_EXERCISE_: Please rewrite the stretch from the start of the entries through the line containing "rough mask: <svg", switching "rough mask" to "coarse mask" and leaving everything else unchanged.

_SOURCE DATA_:

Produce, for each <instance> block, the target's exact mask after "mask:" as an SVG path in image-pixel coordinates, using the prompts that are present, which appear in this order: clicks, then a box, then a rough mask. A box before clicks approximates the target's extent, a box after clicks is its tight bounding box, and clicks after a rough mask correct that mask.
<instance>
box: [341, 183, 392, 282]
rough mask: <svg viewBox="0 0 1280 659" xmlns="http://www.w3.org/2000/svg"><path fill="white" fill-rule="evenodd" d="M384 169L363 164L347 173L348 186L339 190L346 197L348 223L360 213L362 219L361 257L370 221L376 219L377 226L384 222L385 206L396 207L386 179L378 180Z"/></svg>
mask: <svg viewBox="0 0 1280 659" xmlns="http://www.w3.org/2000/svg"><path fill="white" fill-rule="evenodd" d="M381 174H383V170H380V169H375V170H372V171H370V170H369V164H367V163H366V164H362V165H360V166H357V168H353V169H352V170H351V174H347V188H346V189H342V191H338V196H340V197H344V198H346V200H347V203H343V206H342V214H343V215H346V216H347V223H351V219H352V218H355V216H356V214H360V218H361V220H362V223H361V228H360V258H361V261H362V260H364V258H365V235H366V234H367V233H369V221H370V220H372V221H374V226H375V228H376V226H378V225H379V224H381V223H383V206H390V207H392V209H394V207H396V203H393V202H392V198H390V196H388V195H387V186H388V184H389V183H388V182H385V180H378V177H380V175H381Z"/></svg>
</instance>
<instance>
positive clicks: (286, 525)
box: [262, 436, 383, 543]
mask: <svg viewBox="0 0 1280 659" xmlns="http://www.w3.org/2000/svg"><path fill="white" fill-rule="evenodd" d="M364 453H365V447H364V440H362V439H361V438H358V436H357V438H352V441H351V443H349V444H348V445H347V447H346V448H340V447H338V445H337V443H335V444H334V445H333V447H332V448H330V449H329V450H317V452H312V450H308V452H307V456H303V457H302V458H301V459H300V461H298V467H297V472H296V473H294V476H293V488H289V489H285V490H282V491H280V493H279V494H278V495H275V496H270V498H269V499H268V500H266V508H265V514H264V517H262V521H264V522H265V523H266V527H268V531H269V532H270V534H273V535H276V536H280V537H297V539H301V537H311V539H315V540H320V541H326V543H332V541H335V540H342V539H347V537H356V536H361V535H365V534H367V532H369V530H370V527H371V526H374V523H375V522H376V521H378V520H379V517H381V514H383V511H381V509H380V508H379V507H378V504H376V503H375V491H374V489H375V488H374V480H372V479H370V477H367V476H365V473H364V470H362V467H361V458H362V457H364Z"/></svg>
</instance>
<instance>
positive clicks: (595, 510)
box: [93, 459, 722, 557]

_ANSWER TO THIS EXERCISE_:
Produce, for each <instance> block, the target's exact mask after "mask:" as an SVG path in image-pixel coordinates, using the prompts that are present, which appear in this order: clicks, then a box, then a coarse mask. A box before clicks approximates the target's extent, a box after clicks is its tight bounding box, and clicks after a coarse mask correct that mask.
<instance>
box: [341, 183, 392, 282]
coarse mask: <svg viewBox="0 0 1280 659" xmlns="http://www.w3.org/2000/svg"><path fill="white" fill-rule="evenodd" d="M384 169L363 164L347 173L348 186L339 190L346 197L348 223L360 213L362 219L361 257L370 221L376 219L377 226L384 222L385 206L396 207L386 179L378 180Z"/></svg>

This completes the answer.